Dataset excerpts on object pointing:
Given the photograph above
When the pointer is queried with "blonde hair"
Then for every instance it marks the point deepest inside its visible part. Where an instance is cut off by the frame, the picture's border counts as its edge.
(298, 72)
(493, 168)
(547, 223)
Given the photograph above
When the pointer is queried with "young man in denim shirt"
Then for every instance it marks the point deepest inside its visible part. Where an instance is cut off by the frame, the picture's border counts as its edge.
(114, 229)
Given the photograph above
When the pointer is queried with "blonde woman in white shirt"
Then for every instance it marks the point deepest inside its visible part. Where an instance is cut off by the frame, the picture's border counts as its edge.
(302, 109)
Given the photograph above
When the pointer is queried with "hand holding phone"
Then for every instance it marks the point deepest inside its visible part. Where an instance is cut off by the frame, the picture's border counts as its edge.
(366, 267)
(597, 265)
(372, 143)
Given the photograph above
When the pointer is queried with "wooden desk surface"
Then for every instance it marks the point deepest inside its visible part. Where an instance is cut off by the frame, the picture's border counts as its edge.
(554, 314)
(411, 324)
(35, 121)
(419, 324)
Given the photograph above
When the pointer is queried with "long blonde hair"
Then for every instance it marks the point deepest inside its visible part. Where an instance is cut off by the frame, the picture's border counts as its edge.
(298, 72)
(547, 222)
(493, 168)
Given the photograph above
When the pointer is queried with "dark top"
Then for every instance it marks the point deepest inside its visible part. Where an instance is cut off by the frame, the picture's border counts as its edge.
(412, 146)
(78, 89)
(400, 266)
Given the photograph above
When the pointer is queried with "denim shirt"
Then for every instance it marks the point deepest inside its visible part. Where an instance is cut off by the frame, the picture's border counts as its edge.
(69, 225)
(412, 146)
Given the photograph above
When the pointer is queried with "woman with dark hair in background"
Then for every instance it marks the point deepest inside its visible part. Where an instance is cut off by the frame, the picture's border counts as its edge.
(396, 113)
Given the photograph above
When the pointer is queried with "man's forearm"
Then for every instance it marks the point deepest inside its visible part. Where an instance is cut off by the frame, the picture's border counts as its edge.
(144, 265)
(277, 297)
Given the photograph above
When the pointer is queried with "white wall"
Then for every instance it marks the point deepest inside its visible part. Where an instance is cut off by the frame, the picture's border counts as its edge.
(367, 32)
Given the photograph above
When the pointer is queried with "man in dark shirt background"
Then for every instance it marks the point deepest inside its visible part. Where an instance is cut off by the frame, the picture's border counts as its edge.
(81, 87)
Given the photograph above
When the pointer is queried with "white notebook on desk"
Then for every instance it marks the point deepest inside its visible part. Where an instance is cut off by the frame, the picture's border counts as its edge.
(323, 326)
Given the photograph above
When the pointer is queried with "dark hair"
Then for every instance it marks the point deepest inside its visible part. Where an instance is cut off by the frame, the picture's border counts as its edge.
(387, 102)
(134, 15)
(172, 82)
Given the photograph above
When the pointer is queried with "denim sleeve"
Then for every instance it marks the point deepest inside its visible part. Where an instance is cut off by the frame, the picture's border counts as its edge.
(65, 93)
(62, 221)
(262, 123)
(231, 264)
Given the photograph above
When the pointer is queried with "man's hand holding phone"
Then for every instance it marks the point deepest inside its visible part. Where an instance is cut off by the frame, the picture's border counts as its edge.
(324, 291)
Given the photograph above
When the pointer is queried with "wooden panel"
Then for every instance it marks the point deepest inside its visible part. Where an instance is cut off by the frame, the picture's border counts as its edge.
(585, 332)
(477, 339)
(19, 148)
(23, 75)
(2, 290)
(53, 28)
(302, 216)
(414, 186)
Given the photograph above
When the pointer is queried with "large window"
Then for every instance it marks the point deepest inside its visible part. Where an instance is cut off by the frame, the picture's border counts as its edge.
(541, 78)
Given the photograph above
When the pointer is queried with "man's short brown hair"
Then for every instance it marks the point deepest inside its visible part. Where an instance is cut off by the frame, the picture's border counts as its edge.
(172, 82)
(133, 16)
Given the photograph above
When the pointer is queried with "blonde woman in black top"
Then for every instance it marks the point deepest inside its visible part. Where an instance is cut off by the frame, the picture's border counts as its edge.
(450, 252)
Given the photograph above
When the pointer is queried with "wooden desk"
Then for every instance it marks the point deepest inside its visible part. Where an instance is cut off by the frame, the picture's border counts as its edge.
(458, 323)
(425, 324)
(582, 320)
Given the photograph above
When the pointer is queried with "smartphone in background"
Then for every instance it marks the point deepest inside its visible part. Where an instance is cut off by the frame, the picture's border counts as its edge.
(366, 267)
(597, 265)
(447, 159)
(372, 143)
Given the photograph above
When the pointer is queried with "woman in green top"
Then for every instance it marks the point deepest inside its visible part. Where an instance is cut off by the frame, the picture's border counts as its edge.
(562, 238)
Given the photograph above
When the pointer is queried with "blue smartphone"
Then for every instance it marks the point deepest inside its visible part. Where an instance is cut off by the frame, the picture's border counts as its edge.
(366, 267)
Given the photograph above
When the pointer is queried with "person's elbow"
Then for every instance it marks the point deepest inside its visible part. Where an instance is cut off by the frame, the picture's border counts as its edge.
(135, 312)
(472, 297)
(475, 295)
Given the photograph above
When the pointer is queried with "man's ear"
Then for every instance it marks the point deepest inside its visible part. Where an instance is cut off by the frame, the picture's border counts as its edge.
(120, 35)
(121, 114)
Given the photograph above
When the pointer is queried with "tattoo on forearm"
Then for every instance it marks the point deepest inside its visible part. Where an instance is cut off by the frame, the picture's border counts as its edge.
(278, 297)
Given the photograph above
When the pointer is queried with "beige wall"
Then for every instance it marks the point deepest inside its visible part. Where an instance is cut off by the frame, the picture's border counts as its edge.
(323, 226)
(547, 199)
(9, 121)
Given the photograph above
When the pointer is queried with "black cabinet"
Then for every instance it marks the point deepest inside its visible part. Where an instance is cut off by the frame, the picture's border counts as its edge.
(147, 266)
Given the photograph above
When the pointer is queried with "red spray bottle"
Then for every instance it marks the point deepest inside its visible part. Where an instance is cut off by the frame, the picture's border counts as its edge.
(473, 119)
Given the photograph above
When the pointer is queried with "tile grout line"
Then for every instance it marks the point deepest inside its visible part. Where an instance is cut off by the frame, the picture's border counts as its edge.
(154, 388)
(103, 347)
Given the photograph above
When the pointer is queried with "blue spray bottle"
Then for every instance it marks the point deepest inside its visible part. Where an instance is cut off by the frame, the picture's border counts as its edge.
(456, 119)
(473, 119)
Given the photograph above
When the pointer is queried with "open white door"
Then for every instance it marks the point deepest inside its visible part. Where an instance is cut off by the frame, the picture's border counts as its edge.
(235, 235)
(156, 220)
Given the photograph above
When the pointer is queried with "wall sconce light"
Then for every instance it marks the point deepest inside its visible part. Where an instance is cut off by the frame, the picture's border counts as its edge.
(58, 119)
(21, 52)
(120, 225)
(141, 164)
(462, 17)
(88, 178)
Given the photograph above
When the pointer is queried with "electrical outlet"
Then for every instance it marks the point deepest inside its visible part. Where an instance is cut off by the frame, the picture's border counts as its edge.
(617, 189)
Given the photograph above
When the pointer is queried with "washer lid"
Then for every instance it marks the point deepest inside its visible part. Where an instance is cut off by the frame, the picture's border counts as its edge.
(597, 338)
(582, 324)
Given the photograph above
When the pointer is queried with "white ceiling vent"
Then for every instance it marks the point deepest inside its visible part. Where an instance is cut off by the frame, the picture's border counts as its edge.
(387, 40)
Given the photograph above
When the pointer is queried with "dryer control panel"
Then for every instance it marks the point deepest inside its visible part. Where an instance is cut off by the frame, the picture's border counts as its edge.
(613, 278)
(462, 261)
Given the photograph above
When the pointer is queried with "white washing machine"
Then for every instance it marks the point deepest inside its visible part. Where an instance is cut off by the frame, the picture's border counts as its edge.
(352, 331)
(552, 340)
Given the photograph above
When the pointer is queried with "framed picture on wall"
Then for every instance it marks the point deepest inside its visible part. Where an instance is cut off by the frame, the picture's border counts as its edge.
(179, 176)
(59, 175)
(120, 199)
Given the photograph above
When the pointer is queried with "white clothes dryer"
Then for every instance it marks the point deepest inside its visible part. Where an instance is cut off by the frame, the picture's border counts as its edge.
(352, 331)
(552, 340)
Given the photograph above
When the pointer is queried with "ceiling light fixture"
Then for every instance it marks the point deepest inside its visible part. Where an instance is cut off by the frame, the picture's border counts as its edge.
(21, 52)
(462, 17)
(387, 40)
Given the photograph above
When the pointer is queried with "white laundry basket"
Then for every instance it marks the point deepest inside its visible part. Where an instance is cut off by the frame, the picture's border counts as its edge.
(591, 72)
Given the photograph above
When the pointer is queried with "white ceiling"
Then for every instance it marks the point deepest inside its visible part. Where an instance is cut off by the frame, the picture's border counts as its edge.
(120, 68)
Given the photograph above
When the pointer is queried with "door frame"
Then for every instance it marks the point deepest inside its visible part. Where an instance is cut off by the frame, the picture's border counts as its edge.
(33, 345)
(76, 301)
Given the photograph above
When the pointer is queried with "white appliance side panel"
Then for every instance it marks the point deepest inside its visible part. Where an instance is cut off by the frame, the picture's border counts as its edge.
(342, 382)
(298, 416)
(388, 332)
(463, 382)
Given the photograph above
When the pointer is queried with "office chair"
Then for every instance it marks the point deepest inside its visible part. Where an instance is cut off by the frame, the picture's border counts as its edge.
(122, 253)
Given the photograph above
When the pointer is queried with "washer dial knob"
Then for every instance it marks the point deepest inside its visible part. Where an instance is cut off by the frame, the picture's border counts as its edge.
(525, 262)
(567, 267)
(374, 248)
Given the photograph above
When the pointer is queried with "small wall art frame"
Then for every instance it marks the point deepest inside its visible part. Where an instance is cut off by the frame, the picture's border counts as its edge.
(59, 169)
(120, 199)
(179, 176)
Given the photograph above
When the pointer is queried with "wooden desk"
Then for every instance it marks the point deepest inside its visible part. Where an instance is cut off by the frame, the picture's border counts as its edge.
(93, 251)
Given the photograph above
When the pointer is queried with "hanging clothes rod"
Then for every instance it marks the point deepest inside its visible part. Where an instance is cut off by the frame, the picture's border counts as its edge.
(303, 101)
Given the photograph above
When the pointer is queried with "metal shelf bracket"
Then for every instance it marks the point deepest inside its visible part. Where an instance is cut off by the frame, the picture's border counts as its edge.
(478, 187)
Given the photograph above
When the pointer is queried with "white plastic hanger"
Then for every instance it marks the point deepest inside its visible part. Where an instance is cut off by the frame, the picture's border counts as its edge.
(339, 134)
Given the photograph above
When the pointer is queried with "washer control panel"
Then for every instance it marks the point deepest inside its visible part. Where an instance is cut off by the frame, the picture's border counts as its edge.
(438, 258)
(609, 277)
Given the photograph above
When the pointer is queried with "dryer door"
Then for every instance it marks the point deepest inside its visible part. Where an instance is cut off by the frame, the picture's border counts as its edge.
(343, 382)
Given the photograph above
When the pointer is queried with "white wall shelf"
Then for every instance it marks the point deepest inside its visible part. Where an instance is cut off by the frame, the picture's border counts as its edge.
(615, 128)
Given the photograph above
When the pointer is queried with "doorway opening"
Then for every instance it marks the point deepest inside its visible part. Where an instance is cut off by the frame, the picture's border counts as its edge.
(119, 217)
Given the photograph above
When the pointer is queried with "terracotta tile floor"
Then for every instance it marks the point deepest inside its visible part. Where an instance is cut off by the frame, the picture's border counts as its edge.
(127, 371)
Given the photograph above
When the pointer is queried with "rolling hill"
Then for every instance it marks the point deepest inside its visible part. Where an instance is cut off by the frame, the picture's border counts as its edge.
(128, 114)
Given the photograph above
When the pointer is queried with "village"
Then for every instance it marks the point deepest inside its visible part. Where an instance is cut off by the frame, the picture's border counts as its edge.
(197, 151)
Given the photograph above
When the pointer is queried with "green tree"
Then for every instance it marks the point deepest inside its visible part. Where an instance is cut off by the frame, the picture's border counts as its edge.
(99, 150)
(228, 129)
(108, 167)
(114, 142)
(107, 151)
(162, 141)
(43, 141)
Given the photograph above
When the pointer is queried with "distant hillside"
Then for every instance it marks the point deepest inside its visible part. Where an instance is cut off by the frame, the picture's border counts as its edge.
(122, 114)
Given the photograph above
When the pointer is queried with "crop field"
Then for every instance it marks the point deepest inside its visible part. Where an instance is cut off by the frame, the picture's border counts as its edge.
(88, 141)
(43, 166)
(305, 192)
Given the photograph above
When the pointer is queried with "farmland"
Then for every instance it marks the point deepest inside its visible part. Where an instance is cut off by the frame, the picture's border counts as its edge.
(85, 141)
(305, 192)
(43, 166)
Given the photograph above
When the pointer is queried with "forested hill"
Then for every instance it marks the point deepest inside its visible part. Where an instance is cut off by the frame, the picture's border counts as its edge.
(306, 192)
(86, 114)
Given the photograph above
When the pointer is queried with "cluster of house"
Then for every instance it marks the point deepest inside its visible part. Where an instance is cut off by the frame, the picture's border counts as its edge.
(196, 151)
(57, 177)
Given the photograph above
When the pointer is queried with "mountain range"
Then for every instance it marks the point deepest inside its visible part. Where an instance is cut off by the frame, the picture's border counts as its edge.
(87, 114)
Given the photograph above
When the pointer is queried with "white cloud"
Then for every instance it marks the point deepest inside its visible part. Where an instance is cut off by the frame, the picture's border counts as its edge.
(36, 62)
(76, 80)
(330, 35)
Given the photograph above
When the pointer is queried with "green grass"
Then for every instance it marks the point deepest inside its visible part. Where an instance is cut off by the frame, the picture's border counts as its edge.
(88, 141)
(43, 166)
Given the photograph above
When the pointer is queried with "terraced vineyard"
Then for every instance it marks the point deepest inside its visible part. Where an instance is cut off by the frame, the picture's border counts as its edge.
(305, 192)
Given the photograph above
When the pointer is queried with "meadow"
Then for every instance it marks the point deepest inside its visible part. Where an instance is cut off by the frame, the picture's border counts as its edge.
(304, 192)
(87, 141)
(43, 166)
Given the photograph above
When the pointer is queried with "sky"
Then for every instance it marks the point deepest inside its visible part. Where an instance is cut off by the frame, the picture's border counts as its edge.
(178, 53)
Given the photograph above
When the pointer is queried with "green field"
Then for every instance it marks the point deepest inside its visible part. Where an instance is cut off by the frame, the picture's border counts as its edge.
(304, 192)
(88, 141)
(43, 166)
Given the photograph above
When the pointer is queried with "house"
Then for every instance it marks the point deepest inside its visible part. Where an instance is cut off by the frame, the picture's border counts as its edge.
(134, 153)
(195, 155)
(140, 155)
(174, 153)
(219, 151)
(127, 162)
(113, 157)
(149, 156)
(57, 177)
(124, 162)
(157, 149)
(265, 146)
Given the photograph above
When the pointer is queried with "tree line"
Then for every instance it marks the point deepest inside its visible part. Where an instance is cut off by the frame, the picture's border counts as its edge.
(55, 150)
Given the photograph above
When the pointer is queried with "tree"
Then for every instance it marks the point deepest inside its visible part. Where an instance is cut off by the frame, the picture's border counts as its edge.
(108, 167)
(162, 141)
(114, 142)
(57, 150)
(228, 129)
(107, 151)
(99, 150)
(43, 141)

Do this:
From the listing above, select and copy every line containing the word "desk".

Response to the exercise:
When the pointer is queried with "wooden desk surface"
When the pointer is queried with "white notebook on desk"
When the pointer is queried with "wooden desk"
When the pointer is queried with "wooden desk"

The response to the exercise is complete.